• [GOAL]: Every line from the one with "TARGET: painting frame edge" through the end of the records below should be restated word for word, and nothing outside that span.

• [INPUT DATA]:
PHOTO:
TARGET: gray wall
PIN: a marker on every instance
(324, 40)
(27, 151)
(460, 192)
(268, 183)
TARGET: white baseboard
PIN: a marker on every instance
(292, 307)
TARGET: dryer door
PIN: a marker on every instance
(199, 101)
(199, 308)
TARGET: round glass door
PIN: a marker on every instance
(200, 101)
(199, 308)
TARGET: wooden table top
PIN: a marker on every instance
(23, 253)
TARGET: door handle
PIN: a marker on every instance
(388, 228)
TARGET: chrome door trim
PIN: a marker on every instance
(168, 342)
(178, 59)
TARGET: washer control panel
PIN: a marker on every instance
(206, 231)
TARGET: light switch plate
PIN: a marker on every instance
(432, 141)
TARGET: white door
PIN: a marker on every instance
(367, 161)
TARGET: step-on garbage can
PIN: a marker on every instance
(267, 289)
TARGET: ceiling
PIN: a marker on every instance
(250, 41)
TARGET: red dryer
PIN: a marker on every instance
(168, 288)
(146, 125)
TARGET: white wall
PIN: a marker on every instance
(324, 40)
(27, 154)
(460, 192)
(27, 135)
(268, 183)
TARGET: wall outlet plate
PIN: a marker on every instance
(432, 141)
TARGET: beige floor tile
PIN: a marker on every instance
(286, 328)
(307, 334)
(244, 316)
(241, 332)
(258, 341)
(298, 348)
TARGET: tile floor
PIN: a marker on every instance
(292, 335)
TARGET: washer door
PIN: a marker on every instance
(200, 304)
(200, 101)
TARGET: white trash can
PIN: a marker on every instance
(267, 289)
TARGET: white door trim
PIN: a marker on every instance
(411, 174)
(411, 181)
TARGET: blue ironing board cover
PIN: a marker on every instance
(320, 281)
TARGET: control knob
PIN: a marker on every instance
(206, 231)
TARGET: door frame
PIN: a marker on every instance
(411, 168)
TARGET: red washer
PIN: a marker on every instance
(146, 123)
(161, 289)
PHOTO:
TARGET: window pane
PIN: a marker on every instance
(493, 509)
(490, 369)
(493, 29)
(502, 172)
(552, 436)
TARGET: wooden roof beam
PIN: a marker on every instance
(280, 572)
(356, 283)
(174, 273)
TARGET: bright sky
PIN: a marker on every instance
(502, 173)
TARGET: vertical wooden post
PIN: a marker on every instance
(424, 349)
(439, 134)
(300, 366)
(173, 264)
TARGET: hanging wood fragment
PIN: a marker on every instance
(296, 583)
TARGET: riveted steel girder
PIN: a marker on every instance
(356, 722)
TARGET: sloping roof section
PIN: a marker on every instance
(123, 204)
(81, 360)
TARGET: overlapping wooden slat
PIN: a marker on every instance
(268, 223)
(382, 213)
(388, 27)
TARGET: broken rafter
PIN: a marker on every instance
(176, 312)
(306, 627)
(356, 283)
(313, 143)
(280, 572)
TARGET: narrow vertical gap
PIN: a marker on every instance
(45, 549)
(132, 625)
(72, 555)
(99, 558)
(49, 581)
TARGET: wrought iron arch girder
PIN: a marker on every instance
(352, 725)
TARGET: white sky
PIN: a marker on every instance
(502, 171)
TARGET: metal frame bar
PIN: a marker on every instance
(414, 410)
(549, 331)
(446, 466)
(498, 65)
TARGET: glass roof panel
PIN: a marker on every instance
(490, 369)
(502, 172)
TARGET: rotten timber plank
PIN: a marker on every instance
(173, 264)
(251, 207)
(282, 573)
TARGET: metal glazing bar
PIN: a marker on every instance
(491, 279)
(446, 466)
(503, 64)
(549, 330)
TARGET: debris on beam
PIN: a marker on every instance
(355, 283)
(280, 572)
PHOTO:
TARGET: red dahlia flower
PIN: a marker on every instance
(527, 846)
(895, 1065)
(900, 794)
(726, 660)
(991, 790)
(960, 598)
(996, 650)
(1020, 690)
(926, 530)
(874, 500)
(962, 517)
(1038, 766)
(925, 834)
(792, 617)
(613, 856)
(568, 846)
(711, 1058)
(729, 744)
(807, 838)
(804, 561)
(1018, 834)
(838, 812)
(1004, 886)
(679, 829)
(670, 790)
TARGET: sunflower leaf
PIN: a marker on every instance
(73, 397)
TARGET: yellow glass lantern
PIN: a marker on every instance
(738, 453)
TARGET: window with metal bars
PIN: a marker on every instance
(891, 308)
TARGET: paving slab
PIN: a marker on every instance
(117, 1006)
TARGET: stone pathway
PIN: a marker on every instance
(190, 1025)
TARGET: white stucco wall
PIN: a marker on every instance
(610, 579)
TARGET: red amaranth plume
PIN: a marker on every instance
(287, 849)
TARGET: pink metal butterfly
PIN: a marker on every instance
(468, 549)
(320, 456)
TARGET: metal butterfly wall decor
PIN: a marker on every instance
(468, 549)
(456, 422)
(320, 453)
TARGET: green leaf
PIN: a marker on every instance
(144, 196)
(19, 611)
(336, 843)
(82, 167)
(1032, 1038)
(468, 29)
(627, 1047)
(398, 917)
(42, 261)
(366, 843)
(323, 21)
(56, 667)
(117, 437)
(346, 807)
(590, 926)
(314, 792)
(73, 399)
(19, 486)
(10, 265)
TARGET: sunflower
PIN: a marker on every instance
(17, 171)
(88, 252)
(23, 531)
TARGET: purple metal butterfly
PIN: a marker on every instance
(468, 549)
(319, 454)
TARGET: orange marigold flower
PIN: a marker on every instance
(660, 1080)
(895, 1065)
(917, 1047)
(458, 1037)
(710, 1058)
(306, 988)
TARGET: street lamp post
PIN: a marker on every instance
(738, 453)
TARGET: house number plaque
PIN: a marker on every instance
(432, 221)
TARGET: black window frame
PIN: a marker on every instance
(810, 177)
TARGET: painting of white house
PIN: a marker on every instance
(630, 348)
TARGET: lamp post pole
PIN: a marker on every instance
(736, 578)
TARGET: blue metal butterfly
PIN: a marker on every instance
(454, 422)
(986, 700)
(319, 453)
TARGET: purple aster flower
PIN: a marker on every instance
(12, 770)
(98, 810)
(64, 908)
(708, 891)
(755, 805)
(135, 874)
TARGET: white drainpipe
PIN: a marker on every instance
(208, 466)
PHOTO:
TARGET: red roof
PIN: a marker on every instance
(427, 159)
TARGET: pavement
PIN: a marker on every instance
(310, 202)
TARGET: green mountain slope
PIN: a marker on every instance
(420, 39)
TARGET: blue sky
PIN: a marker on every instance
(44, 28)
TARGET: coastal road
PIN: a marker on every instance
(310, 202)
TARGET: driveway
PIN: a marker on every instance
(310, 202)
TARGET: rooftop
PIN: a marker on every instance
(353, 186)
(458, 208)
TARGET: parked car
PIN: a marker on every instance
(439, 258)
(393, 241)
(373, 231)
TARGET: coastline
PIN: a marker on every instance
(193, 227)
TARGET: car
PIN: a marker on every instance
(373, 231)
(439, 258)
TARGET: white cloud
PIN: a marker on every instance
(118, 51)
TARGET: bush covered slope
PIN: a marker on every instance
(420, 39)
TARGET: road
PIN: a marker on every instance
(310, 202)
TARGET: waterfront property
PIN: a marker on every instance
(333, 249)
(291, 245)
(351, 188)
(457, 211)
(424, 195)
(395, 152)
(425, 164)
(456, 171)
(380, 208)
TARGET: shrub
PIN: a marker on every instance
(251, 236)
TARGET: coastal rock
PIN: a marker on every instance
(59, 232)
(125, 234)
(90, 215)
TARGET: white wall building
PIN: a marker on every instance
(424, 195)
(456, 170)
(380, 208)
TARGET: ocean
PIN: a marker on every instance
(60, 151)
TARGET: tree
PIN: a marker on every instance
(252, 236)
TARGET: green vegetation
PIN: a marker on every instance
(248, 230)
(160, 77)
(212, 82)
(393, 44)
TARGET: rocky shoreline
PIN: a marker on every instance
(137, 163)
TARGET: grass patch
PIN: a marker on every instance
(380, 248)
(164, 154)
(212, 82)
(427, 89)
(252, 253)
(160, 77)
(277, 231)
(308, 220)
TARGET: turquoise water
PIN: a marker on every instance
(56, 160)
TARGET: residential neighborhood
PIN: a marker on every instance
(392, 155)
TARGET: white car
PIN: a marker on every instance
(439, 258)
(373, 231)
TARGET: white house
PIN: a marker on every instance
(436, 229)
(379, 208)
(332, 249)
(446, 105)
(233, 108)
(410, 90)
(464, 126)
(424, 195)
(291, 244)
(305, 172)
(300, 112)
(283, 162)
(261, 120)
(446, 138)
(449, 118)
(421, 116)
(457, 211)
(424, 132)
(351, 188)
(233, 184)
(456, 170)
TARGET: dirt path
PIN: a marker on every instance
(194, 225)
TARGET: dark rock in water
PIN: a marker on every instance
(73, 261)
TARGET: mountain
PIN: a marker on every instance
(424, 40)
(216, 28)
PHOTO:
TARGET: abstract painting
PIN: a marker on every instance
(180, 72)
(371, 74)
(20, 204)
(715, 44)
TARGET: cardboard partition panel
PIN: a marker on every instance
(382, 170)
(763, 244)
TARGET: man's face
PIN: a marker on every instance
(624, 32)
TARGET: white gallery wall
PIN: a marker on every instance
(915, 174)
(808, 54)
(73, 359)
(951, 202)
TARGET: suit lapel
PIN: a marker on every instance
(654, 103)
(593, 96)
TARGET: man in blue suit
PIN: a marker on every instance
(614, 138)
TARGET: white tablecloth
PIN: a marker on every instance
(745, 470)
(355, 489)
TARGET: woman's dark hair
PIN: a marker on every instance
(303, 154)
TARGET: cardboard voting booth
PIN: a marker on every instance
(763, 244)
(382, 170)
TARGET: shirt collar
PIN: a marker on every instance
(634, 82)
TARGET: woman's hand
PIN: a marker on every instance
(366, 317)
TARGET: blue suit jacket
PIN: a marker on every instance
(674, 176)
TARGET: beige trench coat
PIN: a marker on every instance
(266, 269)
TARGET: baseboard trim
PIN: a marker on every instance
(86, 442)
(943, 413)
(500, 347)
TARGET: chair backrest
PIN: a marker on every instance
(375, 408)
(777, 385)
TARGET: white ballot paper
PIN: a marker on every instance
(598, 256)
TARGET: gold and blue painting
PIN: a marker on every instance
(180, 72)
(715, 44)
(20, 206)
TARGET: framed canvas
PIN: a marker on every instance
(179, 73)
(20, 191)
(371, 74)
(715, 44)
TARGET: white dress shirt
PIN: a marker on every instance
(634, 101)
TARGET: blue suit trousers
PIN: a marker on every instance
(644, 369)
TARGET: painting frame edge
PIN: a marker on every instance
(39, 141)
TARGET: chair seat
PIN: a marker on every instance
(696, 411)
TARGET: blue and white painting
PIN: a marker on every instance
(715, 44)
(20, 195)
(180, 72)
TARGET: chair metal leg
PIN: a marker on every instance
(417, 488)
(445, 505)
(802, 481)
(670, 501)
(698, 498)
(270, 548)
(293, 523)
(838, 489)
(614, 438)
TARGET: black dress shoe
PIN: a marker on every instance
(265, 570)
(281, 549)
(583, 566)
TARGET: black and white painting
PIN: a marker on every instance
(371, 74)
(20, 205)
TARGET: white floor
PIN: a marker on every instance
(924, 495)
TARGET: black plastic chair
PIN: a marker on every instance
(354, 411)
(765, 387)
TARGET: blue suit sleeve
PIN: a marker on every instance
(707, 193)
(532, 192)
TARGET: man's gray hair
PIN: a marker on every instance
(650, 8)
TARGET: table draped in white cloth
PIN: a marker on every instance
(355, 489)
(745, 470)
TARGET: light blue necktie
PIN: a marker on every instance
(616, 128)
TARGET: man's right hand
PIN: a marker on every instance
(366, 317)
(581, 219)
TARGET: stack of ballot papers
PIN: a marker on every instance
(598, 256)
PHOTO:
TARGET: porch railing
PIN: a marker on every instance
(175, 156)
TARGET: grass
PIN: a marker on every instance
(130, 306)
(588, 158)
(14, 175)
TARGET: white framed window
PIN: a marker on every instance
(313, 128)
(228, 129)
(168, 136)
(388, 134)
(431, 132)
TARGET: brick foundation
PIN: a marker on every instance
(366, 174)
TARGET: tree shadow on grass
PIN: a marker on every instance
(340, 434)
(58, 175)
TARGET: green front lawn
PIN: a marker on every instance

• [FULL RESPONSE]:
TARGET: painting frame edge
PIN: a marker on every instance
(39, 141)
TARGET: chair seat
PIN: a marker on every instance
(696, 411)
TARGET: blue and white painting
PIN: a marker on every instance
(715, 44)
(20, 195)
(180, 72)
TARGET: chair metal leg
PIN: a marker on every instance
(417, 488)
(445, 505)
(802, 481)
(670, 501)
(698, 498)
(270, 548)
(293, 523)
(838, 489)
(614, 438)
TARGET: black dress shoe
PIN: a marker on every instance
(265, 570)
(281, 549)
(583, 566)
TARGET: black and white painting
PIN: a marker on every instance
(371, 74)
(20, 205)
TARGET: white floor
PIN: a marker on every instance
(924, 495)
TARGET: black plastic chair
PIN: a marker on every instance
(354, 411)
(765, 387)
TARGET: blue suit sleeve
PIN: a marker on every instance
(707, 193)
(532, 192)
TARGET: man's gray hair
PIN: a marker on every instance
(650, 8)
TARGET: table draped in white cloth
PIN: a marker on every instance
(355, 489)
(745, 470)
TARGET: light blue necktie
PIN: a marker on every instance
(616, 128)
TARGET: man's right hand
PIN: a marker on every instance
(366, 317)
(581, 219)
TARGET: stack of ballot papers
PIN: a marker on every instance
(598, 256)
PHOTO:
TARGET: porch railing
PIN: a marker on every instance
(175, 156)
TARGET: grass
PIN: a marker on every instance
(130, 306)
(588, 158)
(14, 175)
TARGET: white framed window
PIN: a marker on every instance
(313, 128)
(228, 129)
(168, 136)
(388, 134)
(431, 132)
TARGET: brick foundation
PIN: a marker on every instance
(366, 174)
TARGET: tree shadow on grass
PIN: a marker on every instance
(340, 434)
(58, 175)
TARGET: green front lawn
PIN: a marker on every instance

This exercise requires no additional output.